▶ Brief
Using the terms and conditions, explain what the early closure charges are based on and what limit applies to them.

Terms and Conditions
1. Term
This Agreement shall commence on the date the products (more fully set out in the Schedule) (“Product(s)”) are delivered to the Customer and remain in full force and effect until the fixed period [equivalent to the tenure of the contract that is agreed by the Customer while booking the Product(s)] expires and the Products is returned to Craving For Gaming, unless terminated earlier or extended pursuant to the flexi-tenure policy.
2. FLEXI TENURE POLICY
Craving For Gaming provides its Customers, an option to opt for flexible tenure (“Flexi Tenure”) for early closure and/or extension of the term of the Agreement. In case of early closure, the Customer can request for closing the order by informing Craving For Gaming, any time prior to the date the Customer wishes to close the order. Craving For Gaming provides its Customer with different tenure
rental rates depending on the tenure of the Agreement at the time of order placement. In the event of early closure, the Customer shall be liable to pay the early closure charges which shall be calculated based on the tenure selected by the Customer. The early closure charges shall be maximum upto the total amount of security deposit paid by the Customer, excluding any rental dues and
damage charges.

Raw records:
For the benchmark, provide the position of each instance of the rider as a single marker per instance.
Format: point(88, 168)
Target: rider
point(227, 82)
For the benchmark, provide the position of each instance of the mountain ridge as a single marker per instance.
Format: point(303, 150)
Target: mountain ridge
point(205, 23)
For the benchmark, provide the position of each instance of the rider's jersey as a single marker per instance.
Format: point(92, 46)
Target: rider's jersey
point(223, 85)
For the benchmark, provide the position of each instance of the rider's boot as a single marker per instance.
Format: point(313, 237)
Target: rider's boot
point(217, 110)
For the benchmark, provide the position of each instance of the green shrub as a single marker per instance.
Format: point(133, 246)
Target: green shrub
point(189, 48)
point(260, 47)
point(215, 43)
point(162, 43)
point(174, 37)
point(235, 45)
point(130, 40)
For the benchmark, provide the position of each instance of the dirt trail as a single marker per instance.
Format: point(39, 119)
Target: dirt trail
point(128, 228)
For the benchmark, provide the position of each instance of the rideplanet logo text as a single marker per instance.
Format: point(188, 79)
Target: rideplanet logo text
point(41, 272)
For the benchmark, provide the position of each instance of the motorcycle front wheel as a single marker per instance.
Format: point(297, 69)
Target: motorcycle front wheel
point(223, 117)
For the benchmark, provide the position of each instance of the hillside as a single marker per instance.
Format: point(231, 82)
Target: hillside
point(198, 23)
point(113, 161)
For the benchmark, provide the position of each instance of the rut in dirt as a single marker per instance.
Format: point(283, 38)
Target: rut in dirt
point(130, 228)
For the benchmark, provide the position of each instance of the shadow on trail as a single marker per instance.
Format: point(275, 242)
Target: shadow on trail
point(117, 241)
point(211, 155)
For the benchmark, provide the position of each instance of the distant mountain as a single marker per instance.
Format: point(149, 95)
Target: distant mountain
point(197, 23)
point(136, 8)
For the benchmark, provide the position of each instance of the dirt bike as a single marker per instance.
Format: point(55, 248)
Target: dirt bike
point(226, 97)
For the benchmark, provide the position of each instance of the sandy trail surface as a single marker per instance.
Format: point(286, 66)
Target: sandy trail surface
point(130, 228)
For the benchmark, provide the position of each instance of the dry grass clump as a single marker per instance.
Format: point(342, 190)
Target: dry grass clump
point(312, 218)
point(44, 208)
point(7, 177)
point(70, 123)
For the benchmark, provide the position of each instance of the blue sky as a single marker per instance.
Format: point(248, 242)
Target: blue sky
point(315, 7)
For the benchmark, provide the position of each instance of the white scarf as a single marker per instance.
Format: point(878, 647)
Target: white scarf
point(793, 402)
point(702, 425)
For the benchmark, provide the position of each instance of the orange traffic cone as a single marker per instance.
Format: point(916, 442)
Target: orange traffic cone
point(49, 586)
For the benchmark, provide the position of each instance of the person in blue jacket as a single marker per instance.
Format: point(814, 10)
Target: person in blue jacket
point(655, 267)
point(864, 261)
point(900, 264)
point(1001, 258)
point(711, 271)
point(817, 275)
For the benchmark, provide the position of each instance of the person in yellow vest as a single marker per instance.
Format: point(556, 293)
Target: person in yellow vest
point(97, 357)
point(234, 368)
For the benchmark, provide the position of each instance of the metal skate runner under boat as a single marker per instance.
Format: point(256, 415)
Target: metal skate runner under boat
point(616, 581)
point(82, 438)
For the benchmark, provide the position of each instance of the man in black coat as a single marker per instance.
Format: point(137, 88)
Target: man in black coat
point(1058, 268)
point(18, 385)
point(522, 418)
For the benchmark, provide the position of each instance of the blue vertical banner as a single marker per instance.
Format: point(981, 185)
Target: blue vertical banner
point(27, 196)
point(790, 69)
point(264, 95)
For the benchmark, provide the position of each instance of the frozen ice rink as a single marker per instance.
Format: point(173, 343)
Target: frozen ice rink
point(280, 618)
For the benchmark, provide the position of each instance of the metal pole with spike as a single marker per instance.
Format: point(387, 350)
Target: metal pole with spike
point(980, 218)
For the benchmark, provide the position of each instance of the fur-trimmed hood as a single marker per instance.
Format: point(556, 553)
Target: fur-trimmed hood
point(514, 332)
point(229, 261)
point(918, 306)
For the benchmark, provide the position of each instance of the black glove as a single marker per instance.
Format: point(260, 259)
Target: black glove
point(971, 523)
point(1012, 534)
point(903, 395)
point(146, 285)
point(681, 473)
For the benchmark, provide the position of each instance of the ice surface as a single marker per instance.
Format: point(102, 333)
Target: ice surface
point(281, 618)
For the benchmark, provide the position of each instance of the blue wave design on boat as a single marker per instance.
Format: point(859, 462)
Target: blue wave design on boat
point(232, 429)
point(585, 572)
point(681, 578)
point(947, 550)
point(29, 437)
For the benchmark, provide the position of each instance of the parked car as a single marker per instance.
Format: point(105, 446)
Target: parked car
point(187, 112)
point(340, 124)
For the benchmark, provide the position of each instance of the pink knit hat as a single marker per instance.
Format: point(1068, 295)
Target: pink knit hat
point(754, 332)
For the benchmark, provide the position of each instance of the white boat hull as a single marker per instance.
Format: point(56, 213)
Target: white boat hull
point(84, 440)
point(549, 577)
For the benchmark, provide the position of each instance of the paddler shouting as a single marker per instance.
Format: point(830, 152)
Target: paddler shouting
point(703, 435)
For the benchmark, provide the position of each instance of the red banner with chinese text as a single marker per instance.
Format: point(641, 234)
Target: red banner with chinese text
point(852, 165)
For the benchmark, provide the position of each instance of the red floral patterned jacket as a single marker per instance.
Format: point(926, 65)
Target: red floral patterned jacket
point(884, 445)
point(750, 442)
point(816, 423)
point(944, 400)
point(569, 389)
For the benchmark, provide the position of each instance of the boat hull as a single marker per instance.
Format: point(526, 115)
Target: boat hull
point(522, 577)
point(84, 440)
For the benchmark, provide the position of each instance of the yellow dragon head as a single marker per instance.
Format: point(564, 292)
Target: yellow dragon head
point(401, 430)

▶ Written response
Early closure charges are calculated from the tenure the Customer selected, since Craving For Gaming sets different rental rates depending on the tenure chosen when the order is placed. The charges can be at most the total security deposit the Customer paid, not counting any rental dues and damage charges.